What you will do: Render the rows below as a JSON list of strings, one string per line and blank lines omitted, covering only the line with "of the wooden" through the last line of the rows, both included.
________________________
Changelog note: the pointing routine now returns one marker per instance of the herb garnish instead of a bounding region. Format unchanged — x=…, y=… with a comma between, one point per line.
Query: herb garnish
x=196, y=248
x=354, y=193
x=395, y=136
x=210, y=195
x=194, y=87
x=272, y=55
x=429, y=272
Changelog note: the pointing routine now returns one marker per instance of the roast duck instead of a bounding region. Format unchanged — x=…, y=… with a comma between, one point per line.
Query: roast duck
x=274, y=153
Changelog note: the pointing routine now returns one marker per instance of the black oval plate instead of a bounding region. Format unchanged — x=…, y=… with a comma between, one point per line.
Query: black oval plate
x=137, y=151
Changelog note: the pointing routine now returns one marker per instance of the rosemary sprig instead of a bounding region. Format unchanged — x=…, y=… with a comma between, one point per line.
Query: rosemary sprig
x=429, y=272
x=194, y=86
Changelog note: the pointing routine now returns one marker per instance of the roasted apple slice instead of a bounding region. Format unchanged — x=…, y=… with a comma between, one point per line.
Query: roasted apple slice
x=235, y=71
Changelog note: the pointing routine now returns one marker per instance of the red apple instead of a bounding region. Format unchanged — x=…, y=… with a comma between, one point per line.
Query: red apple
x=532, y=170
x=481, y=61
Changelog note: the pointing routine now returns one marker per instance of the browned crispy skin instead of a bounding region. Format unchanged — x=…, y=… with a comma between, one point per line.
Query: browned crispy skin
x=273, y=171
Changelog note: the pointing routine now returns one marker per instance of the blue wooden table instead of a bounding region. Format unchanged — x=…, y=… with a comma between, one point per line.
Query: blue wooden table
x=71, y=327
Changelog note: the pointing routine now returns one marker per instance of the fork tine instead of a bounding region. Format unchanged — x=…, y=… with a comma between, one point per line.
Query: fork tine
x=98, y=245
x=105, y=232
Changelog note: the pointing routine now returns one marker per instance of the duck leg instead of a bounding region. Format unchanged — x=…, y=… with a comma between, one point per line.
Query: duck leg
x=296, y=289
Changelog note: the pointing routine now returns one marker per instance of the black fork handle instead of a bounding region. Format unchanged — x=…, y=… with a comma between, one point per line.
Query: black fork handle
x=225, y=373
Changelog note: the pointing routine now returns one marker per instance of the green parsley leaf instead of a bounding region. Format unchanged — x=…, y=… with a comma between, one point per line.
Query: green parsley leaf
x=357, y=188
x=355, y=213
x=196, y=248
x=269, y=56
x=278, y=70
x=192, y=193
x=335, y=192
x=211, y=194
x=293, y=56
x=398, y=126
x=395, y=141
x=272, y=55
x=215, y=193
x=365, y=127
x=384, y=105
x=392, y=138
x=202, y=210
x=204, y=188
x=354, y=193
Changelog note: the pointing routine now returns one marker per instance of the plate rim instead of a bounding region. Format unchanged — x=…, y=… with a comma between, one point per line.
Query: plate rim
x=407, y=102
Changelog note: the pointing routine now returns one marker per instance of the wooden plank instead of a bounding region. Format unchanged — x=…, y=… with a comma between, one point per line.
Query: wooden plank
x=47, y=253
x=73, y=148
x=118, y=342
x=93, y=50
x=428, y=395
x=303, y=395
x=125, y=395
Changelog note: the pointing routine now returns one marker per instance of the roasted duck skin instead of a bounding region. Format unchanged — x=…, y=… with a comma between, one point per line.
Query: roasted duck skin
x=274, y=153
________________________
Written solution:
[
  "Changelog note: the pointing routine now returns one marker per instance of the wooden plank instead of a bounding region. Format unchanged — x=…, y=… with a comma between, one point per line.",
  "Query: wooden plank",
  "x=47, y=253",
  "x=73, y=148",
  "x=118, y=342",
  "x=93, y=50",
  "x=428, y=395",
  "x=303, y=395",
  "x=125, y=395",
  "Changelog note: the pointing routine now returns one marker per instance of the roasted duck skin instead of a bounding region. Format unchanged — x=…, y=… with a comma between, one point per line.",
  "Query: roasted duck skin",
  "x=274, y=153"
]